--- Selected text Enclosed Below ---

Filmmaker Daniel Schechter said Long’s character is partially inspired by himself and his experience as a teacher. Fran Drescher plays Long’s mother, and the character is based on Schechter’s mother.
The final film of the day in Theatre A is “Seder-Masochism” at 7 p.m., an animated feature that loosely follows the Passover Seder, with the events being told by Moses, Aaron, the Angel of Death, Jesus and director Nina Paley’s father. There’s also a battle with humankind’s original deity, the Great Mother, in a battle against patriarchy.
In Theater B, “Longing” screens at 12:30 p.m., an Israeli comedy-drama about a middle-aged bachelor who finds out his former girlfriend gave birth to his son 20 years earlier.
At 3 p.m., the documentary “Fiddler: A Miracle of Miracles” is the inside story on how a risky Broadway show with mixed reviews became a cultural icon, with a celebrated film adaptation and becoming the first Broadway musical to exceed 3,000 performances. The “Fiddler” screening is sponsored by Temple Beth-El, and Rabbi Stephen and Bethany Slater will lead a brief talkback after the screening.

--- End of Enclosed Selected text ---
--- Material shown Enclosed Below ---

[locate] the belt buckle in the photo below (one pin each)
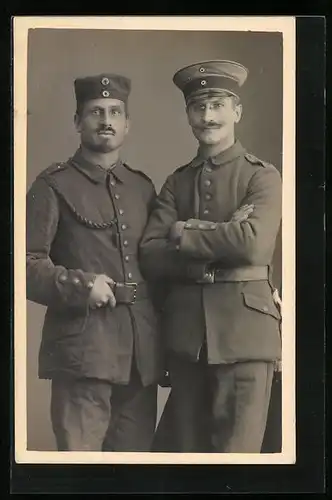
(133, 291)
(208, 278)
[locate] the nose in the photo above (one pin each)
(207, 114)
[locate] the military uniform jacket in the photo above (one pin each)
(238, 320)
(82, 221)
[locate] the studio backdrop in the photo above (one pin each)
(160, 139)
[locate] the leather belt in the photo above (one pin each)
(246, 273)
(129, 293)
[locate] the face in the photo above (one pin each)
(102, 124)
(213, 119)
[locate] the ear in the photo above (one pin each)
(77, 122)
(238, 113)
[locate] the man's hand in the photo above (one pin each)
(176, 231)
(242, 213)
(101, 294)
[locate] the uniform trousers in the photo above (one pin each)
(94, 415)
(219, 408)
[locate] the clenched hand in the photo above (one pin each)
(242, 213)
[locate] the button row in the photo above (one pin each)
(63, 278)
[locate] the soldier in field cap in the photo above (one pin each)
(100, 342)
(211, 235)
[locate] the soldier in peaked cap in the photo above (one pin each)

--- End of Enclosed Material shown ---

Set of tasks:
**1.** In the film listings above, which film screens at 12:30 p.m. in Theater B?
**2.** Summarize the film listings above in two sentences.
**3.** Please continue the film listings above, picking up after the last sentence.

Responses for each task:
**1.** "Longing," an Israeli comedy-drama.

**2.** The listings describe screenings such as "Seder-Masochism," an animated feature that loosely follows the Passover Seder, and "Longing," an Israeli comedy-drama about a middle-aged bachelor who learns he has a 20-year-old son. They also feature the documentary "Fiddler: A Miracle of Miracles," which tells how a risky Broadway show became a cultural icon, and its screening is sponsored by Temple Beth-El with a brief talkback afterward.

**3.**
Theater B will have encore screenings of “The Rabbi Goes West” at 5:30 p.m. and “Before You Know It” at 7:30 p.m.
On Nov. 23, “Latter Day Jew” screens at noon, following writer-comedian H. Alan Scott as he finds his spiritual path while preparing for his Bar Mitzvah, trying to figure out how to be the best Jew he can be. Raised Mormon in the midwest, Scott came out as gay, was diagnosed with cancer and converted to Judaism.
The rest of the schedule in Theater A on Nov. 23 consists of encore screenings, with “Fiddler” at 2 p.m., “Longing” at 4:15 p.m. and Safe Spaces at 7:30 p.m. A cocktail reception will be held from 5:15 to 7 p.m.
After a 7 p.m. encore screening of “Seder-Masochism” in Theater B, “The Dancing Dogs of Dombrova” will be at 8:45 p.m. The Canadian film depicts two estranged siblings being asked by their dying grandmother to go to Poland and exhume the remains of her long-dead family dog so they can be buried together. Despite barely speaking to each other and knowing no Polish, they have to journey together to a remote village to try and accomplish their grandmother’s wish.
On Nov. 24 at 10:45 a.m., “The Rabbi’s Cat” will be in Theater A. Based on a French graphis novel series, the animated film is set in the Jewish community of Algeria in the 1920s. After eating a parrot, the rabbi’s cat is able to speak, and the now sharp-tongued cat with less-than-wholesome designs on the rabbi’s daughter insists that he be trained for a bar mitzvah. They soon encounter and join a Russian Jewish stowaway who has come to Africa in search of a hidden city of black Jews deep in the continent.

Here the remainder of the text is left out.